Raw records
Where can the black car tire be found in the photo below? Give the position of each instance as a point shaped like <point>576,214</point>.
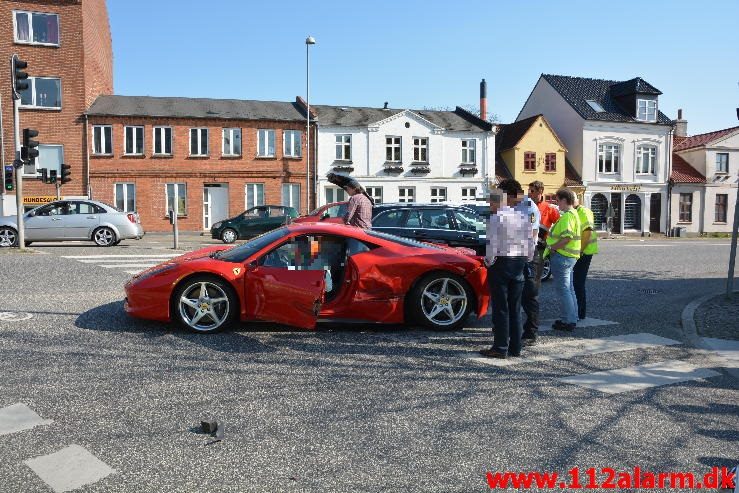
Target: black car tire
<point>229,235</point>
<point>215,286</point>
<point>419,306</point>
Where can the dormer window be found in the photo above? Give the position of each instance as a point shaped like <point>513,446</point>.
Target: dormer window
<point>646,110</point>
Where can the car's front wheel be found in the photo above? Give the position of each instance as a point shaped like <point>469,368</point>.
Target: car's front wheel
<point>440,301</point>
<point>229,235</point>
<point>204,304</point>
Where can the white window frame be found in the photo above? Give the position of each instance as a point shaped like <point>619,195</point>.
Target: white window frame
<point>602,151</point>
<point>255,187</point>
<point>650,108</point>
<point>199,131</point>
<point>289,147</point>
<point>125,195</point>
<point>438,195</point>
<point>175,190</point>
<point>263,133</point>
<point>469,150</point>
<point>420,144</point>
<point>343,143</point>
<point>32,87</point>
<point>231,152</point>
<point>135,140</point>
<point>162,129</point>
<point>30,28</point>
<point>396,144</point>
<point>103,141</point>
<point>642,151</point>
<point>404,197</point>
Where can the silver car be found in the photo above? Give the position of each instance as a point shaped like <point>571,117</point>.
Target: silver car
<point>65,220</point>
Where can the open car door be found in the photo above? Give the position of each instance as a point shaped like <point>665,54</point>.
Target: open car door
<point>286,296</point>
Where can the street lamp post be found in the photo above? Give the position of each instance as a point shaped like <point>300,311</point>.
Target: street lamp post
<point>308,42</point>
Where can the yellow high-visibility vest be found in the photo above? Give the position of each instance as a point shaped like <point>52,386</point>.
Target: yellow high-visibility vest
<point>568,227</point>
<point>587,222</point>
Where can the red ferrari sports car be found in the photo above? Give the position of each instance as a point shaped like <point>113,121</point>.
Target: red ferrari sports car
<point>304,273</point>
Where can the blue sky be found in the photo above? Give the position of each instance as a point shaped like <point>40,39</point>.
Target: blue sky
<point>418,54</point>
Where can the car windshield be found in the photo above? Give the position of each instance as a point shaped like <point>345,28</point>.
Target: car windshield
<point>242,252</point>
<point>401,240</point>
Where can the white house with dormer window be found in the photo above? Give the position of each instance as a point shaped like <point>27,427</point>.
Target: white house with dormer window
<point>618,142</point>
<point>404,155</point>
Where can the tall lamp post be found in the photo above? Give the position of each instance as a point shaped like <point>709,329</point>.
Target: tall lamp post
<point>308,42</point>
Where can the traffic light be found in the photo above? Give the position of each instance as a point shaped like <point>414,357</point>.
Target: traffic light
<point>20,77</point>
<point>8,178</point>
<point>65,173</point>
<point>29,149</point>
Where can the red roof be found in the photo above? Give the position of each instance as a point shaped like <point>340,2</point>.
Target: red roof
<point>682,143</point>
<point>682,172</point>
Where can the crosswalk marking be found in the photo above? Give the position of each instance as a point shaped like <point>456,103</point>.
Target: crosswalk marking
<point>640,377</point>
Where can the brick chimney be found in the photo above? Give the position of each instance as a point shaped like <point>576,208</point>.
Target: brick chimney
<point>681,126</point>
<point>483,100</point>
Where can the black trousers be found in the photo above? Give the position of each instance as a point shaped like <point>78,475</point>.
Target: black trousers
<point>506,280</point>
<point>579,276</point>
<point>530,296</point>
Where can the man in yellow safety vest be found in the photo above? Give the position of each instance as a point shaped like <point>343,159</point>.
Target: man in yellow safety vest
<point>563,245</point>
<point>588,248</point>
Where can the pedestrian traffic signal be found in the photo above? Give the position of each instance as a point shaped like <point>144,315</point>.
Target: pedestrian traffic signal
<point>65,173</point>
<point>20,77</point>
<point>29,149</point>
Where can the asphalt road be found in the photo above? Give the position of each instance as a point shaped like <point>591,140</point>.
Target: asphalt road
<point>352,408</point>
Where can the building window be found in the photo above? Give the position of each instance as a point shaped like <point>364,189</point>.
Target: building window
<point>646,110</point>
<point>124,196</point>
<point>722,162</point>
<point>686,207</point>
<point>468,151</point>
<point>393,149</point>
<point>177,198</point>
<point>550,162</point>
<point>198,141</point>
<point>406,194</point>
<point>163,141</point>
<point>291,143</point>
<point>231,142</point>
<point>375,193</point>
<point>343,147</point>
<point>529,161</point>
<point>36,28</point>
<point>291,195</point>
<point>722,201</point>
<point>254,195</point>
<point>42,92</point>
<point>469,194</point>
<point>608,158</point>
<point>50,156</point>
<point>134,144</point>
<point>102,139</point>
<point>646,157</point>
<point>265,143</point>
<point>438,194</point>
<point>420,149</point>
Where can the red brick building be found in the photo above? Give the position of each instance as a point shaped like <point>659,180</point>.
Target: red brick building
<point>210,158</point>
<point>67,45</point>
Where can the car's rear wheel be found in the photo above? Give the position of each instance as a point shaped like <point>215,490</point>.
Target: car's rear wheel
<point>229,235</point>
<point>440,301</point>
<point>204,304</point>
<point>8,237</point>
<point>104,237</point>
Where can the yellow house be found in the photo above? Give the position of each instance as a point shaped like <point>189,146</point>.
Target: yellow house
<point>530,150</point>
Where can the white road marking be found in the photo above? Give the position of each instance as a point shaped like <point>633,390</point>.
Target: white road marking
<point>577,348</point>
<point>19,417</point>
<point>70,468</point>
<point>640,377</point>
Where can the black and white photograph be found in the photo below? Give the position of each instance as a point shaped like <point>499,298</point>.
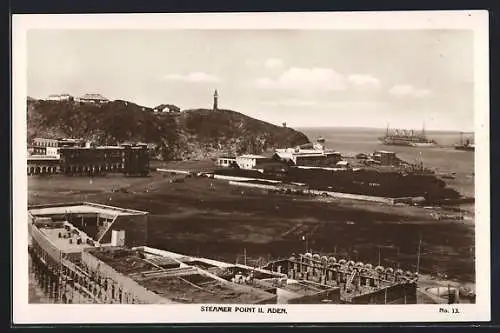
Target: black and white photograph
<point>264,167</point>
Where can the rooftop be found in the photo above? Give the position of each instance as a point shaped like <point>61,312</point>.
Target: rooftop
<point>43,157</point>
<point>80,208</point>
<point>252,156</point>
<point>67,243</point>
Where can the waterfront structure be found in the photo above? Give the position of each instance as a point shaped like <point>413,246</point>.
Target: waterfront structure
<point>385,157</point>
<point>402,137</point>
<point>57,143</point>
<point>311,154</point>
<point>216,100</point>
<point>92,99</point>
<point>43,165</point>
<point>167,108</point>
<point>91,253</point>
<point>60,97</point>
<point>250,161</point>
<point>36,150</point>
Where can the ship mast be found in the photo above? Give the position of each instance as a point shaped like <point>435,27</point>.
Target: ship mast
<point>418,256</point>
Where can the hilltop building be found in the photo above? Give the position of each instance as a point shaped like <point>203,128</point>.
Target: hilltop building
<point>72,157</point>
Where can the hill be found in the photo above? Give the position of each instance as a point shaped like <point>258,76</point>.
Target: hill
<point>190,134</point>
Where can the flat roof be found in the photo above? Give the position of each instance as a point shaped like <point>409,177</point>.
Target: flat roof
<point>43,157</point>
<point>63,244</point>
<point>252,156</point>
<point>81,208</point>
<point>187,284</point>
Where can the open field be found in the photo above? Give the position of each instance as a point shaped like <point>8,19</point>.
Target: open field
<point>188,217</point>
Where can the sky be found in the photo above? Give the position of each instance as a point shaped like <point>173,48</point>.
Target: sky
<point>306,78</point>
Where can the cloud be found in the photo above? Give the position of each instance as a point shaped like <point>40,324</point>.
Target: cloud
<point>364,80</point>
<point>407,90</point>
<point>290,103</point>
<point>192,77</point>
<point>309,79</point>
<point>273,63</point>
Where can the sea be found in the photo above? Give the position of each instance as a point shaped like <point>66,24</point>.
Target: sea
<point>442,158</point>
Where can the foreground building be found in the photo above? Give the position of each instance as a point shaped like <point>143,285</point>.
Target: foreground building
<point>91,253</point>
<point>75,157</point>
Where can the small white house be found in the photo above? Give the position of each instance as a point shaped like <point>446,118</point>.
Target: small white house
<point>60,97</point>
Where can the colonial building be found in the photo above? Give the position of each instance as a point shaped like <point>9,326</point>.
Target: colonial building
<point>127,159</point>
<point>92,99</point>
<point>60,97</point>
<point>226,161</point>
<point>77,160</point>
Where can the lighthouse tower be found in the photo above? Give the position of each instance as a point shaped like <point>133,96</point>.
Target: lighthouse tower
<point>216,97</point>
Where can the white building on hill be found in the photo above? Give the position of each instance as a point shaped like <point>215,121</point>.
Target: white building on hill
<point>59,97</point>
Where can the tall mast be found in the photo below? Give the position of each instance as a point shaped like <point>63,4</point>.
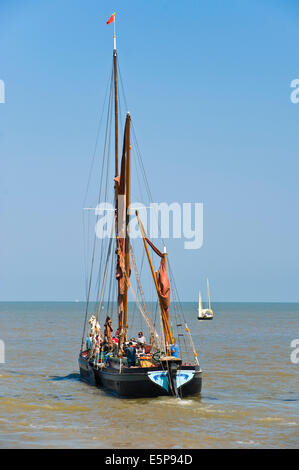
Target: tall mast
<point>116,121</point>
<point>127,241</point>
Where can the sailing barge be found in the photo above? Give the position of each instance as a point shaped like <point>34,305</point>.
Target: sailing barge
<point>159,370</point>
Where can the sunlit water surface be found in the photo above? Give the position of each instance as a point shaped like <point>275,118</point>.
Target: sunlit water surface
<point>250,396</point>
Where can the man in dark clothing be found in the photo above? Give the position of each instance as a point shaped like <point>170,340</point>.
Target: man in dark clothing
<point>131,354</point>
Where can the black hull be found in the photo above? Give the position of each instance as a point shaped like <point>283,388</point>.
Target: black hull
<point>135,382</point>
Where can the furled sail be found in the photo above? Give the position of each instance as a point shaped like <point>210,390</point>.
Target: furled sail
<point>121,275</point>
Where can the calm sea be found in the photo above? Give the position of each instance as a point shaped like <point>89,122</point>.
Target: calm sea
<point>250,393</point>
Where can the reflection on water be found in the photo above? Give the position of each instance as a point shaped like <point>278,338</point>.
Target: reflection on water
<point>249,396</point>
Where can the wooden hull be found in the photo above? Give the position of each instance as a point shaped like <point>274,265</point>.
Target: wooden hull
<point>137,382</point>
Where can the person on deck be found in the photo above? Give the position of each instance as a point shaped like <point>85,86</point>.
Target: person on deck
<point>140,349</point>
<point>89,341</point>
<point>130,352</point>
<point>108,332</point>
<point>174,349</point>
<point>141,338</point>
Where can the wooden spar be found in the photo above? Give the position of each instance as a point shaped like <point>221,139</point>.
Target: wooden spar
<point>208,286</point>
<point>116,188</point>
<point>167,331</point>
<point>116,119</point>
<point>127,240</point>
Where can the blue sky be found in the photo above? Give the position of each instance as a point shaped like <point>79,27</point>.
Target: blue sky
<point>208,86</point>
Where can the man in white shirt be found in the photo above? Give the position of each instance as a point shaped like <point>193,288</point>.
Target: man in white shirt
<point>141,338</point>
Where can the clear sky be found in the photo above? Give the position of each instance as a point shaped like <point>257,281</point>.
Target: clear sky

What needs to be done
Put the rows into a JSON list of strings, one string per line, with blank lines left out. Begin at the line that contains "Where can the wooden spar" and stop after the last line of the rows.

Answer to this task
[
  "Where can the wooden spar be found in the photo above? Give the position of each instance as a point shaped like <point>221,139</point>.",
  "Target: wooden spar",
  "<point>208,286</point>",
  "<point>116,188</point>",
  "<point>167,331</point>",
  "<point>116,119</point>",
  "<point>127,240</point>",
  "Where can the blue sky be found in the photo above? Give the position of each instance as a point shaped like <point>79,27</point>.",
  "Target: blue sky",
  "<point>208,86</point>",
  "Where can the man in white shirt be found in the photo above? Give the position of each instance as a point shaped like <point>193,288</point>.",
  "Target: man in white shirt",
  "<point>141,338</point>",
  "Where can the clear sky be found in the photo above? Give the position of each instance as a point shaped like <point>257,281</point>.",
  "Target: clear sky"
]